╭─ TEXT SHOWN

Haptic interaction refers to the form of interaction with a real or virtual environment based on the sense of touch. As the user experiences and interacts with an environment through a haptic system, the haptic system directly or indirectly alters the user's perception and motor control. Therefore, understanding the effects of the haptic system on the perception and motor control is important.
The purpose of this study is the development of a computational model of the human haptic sensory-motor system for quantitatively capturing the user performance in haptic manipulation tasks. The developed computational model, which we call the haptic e-model, will be an objective tool for evaluation of haptic systems with emphasis on human operator's sensory-motor performance. Specifically, the developed haptic e-model will be composed of a benchmark suite of representative haptic manipulation tasks, task performance measures, and models for human perception and motor control.
The haptic e-model will be used as a benchmark evaluation model by the research community to evaluate effectiveness and performance of haptic systems, components, and algorithms. It will also be a computational tool that can be easily integrated into the design cycle of haptic systems, and facilitate quantitative analysis of design choices throughout system development.

╰─
╭─ PROVIDED DATA

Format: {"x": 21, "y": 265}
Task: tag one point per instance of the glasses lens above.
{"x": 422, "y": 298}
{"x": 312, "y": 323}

╰─

**PROBLEM DESCRIPTION:** Continue the text on the haptic e-model from where it stops. None of the data is used here.

**WRITTEN REPLY:**
As part of the project, the investigators have developed models for human arm dynamics and the associated intra- and inter-subject variability when using stylus-based haptic interfaces. The investigators have also characterized the human performance in point-to-point reaching tasks using a stylus-based haptic interface in the physical, co-located/non-colocated , and rotated virtual environment visualization conditions allowing to better understand the effects of visio-haptic transformations on performance of haptic manipulation tasks. The models and techniques developed as part of the project have been applied in several application areas, ranging from robotic surgical systems to teleoperation systems, and virtual environment based surgical training simulators. The results of the project have applications in the broader human-machine interfacing research. Specifically, understanding and modeling of the variability of human musculoskeletal system dynamics and understanding of the effects of visio-haptic transformations on performance of haptic manipulation tasks are significant for development of effective virtual environment simulations and more general human-computer and human-machine interfaces. The broader societal impacts of the proposed research beyond the impacts to the haptics area will be through the application areas of haptics. The results of the proposed research will facilitate the development of next generation medical robotic systems for minimally invasive and image guided therapies with higher dexterity and higher fidelity force feedback, overcoming the basic performance limitations of the current generation systems that have limited their adoption into the clinical practice.